● **Direction A**:
Answer these questions about the forum thread on the Hitachi M12V:
(i) What does Cubbie plan to make as a first project?
(ii) What does Cubbie's current router have for fine adjustments?
(iii) What product does "Router is still my name" use?

Begin Given passage

# Hitachi M12V & Router Plate/Lifts



## Cubbie (Feb 20, 2005)

I have a question while I wait for my M12V to arrive on my doorstep.

I've looked at some of the router table plates available, and some of the router lift plates. Other than convienience of being able to adjust the bit height from the top of the table, is there any other advantage to getting a router lift?

As I mentioned, I'm still waiting for my router to come in so I haven't officially had a chance to finger one. Is there a fine height adjust on the router itself? My crapsmen router has a ring I can turn for fine adjustments, but being as this is my first plunge, I'm not familiar with the actual mechanics of the M12V.

My first project is gonna be making my own benchtop router table, so I'm looking at my options for plates and/or lifts.

Thanks ahead for thoughts and comments.

Cubbie.


----------



## Mike (Nov 22, 2004)

Cubbie, this might be helpful as far as the table and plate selection goes.
http://www.routerforums.com/showpost.php?p=9298&postcount=1


----------



## Router is still my name (May 3, 2006)

I use a router raizer. can be installed on any router. this is what it looks lik on M12v
http://www.routertechnologies.com/


----------



## Router is still my name (May 3, 2006)

http://www.routertechnologies.com/hitachim12v.htm


----------

End Given passage
Begin Provided records

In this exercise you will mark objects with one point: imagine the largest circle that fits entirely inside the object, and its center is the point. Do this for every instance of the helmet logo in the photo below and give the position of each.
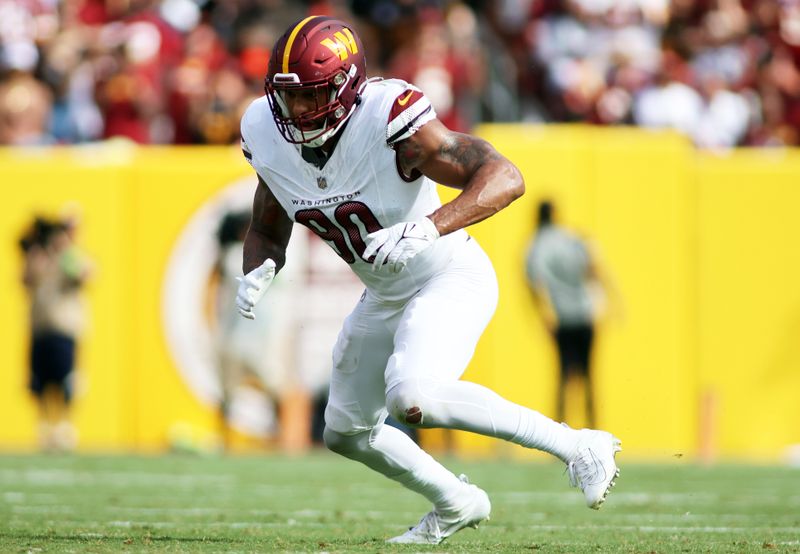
(344, 43)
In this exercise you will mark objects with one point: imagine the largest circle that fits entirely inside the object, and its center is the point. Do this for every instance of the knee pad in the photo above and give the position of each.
(406, 403)
(345, 445)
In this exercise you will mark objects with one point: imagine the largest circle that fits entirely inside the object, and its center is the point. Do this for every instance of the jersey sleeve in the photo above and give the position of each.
(248, 155)
(409, 111)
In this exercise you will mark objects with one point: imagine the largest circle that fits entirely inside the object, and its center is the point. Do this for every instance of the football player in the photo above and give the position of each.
(356, 161)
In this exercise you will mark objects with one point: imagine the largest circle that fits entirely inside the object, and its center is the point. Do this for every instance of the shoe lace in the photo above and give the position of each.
(428, 526)
(584, 469)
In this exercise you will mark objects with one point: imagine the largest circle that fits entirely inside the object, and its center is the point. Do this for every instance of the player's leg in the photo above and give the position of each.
(356, 410)
(436, 338)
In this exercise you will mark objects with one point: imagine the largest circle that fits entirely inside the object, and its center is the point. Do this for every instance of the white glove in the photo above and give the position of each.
(253, 286)
(399, 243)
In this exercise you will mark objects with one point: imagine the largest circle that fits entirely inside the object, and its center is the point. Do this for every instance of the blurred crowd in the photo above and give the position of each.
(723, 72)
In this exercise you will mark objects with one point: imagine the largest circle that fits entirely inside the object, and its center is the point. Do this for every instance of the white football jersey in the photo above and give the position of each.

End Provided records

● **Direction B**: Please rewrite only the stretch of the records from the line containing "of the blurred" through the end of the records, offsetting every coordinate in the answers by 42. Copy all other lines unchanged.

● **Exercise output A**:
(i) A benchtop router table
(ii) A ring that can be turned
(iii) A router raizer

● **Exercise output B**:
In this exercise you will mark objects with one point: imagine the largest circle that fits entirely inside the object, and its center is the point. Do this for every instance of the blurred crowd in the photo above and give the position of each.
(765, 114)
In this exercise you will mark objects with one point: imagine the largest circle that fits entirely inside the object, and its center is the point. Do this for every instance of the white football jersey in the photo above and give the position of each.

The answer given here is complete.